▶ **Short task a**
In the camp post below, why does the writer think "Chase Teacher Steven" is a more fun game for the kids than "Chase Teacher Sarah" would be? Answer in one to three sentences.

--- START Selected extract ---

Tuesday, July 1, 2014

My Days at Camp

Five days a week, I am surrounded by dozens of kids aged four to about six.  Apparently sometime this spring I lost my ever-loving mind and decided it would be a good idea to teach at the summer day camp held at my church, giving up my summer opportunity to sleep in and spend the mornings in my pajamas watching cartoons with my kids and not showering.

As it turns out, it was not a good idea.  It was a great idea.

I get to jog around on the grass and encourage kids to "Chase Teacher Steven," a game that is infinitely more fun than "Chase Teacher Sarah" would be.  Teacher Steven is young, lanky, has about 2.5% body fat, and stands about six feet tall.  Chasing him is fun for the kids.  Chasing me would be more akin to cow tipping.


There are so many cool things about teaching at Camp Notgoingtosaytherealnameinanefforttomaintainalittlebitofprivacyformyselfandmystudents.  First of all, the energy level of these kids is off the freakin' charts.  Even after a couple rounds of Chase Teacher Steven, they are still as jacked up as if we had handed them each a king-sized Pixie Stick on their way inside the building.  They land in our large group room and we teachers have to make sure we remember to check our pride at the door because we are about ready to get crazy up in this hiz-ouse.  We jump on one leg, spin around, shake our bodies like a Polaroid picture, and march around the space along with the kids.  Even if they aren't winded by the time that one song is over, the teachers are usually already breathing hard before worship even starts.

--- END Selected extract ---

▶ **Short task b**
Count the lines of the rows below that contain the string "cleat". Case counts. Give only the number.

--- START Data provided ---

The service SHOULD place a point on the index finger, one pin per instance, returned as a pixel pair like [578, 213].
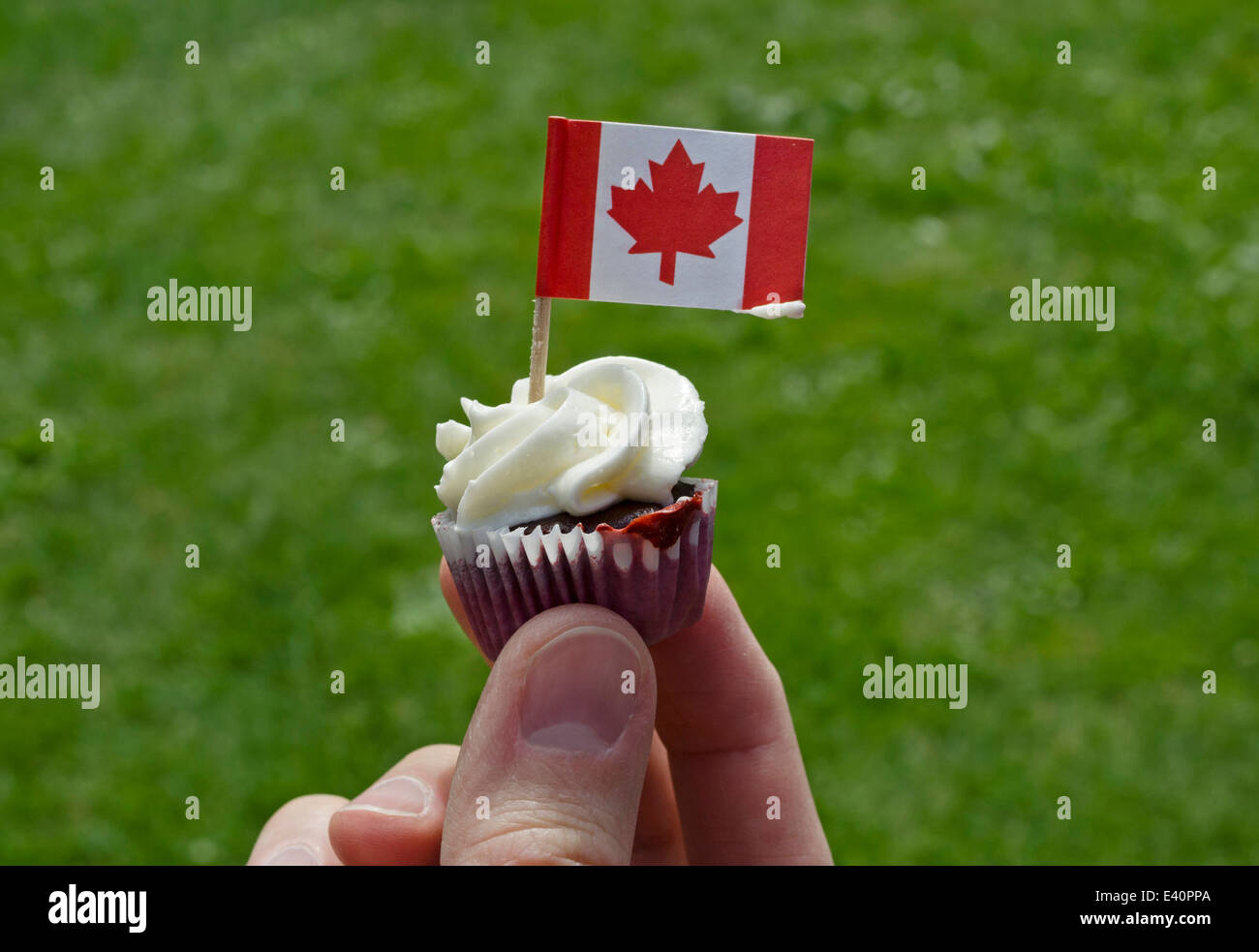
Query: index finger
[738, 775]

--- END Data provided ---
--- START Data provided ---

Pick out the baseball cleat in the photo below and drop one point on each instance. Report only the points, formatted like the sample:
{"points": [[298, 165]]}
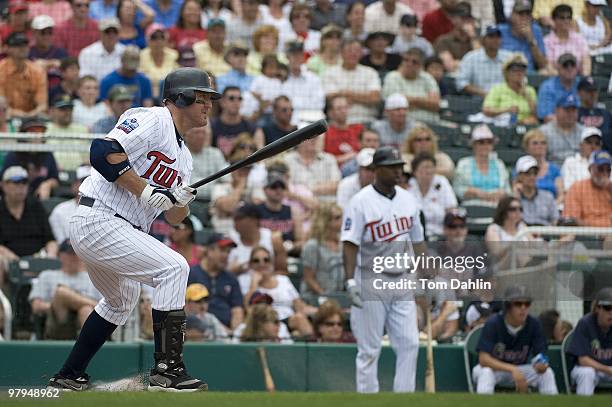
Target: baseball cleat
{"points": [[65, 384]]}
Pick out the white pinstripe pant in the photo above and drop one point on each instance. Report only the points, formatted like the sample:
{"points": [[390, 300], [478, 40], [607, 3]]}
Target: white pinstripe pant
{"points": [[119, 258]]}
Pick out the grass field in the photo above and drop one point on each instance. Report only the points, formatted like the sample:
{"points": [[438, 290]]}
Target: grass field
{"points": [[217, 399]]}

--- END Data provided ---
--- START Data provided ---

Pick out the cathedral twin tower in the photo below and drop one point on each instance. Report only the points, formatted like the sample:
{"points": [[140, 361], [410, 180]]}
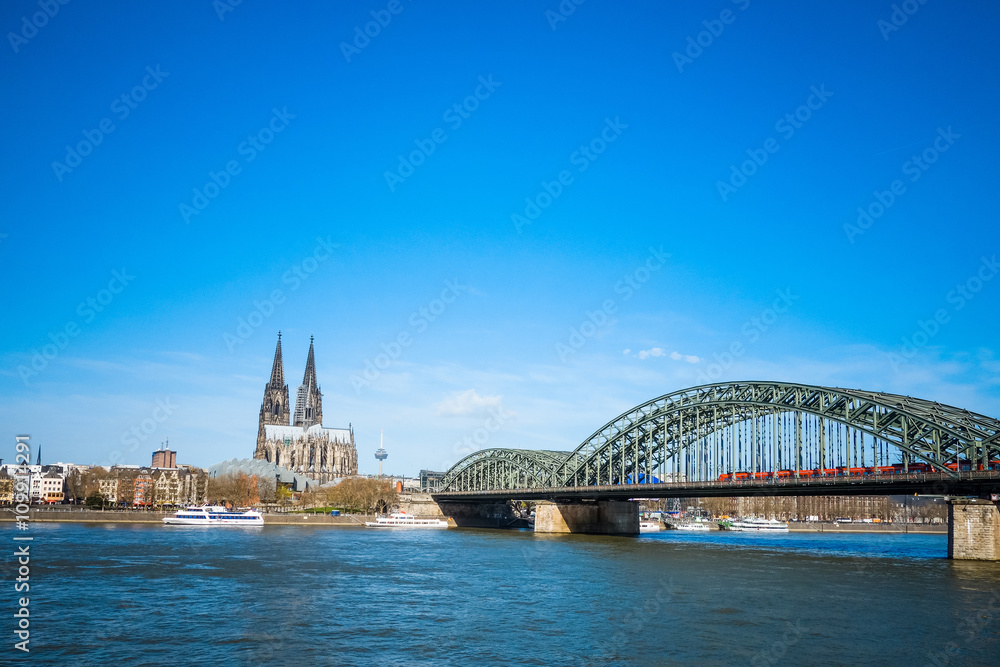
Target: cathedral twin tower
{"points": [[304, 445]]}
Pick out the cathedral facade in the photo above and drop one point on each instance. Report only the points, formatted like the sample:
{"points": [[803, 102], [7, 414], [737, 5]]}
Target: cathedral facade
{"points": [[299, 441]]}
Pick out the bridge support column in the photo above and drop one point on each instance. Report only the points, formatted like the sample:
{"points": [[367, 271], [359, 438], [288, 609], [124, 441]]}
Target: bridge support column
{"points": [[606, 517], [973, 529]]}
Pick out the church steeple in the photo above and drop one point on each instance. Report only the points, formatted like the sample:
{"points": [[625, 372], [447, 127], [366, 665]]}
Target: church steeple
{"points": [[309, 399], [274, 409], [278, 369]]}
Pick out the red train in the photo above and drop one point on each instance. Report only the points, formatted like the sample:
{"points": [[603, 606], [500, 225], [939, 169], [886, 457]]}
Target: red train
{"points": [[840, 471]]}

--- END Data provided ---

▶ **Correct response a**
Teacher Steven is young and lanky, has about 2.5% body fat, and stands about six feet tall, so chasing him is fun for the kids. By contrast, the writer says chasing her would be more like cow tipping.

▶ **Correct response b**
2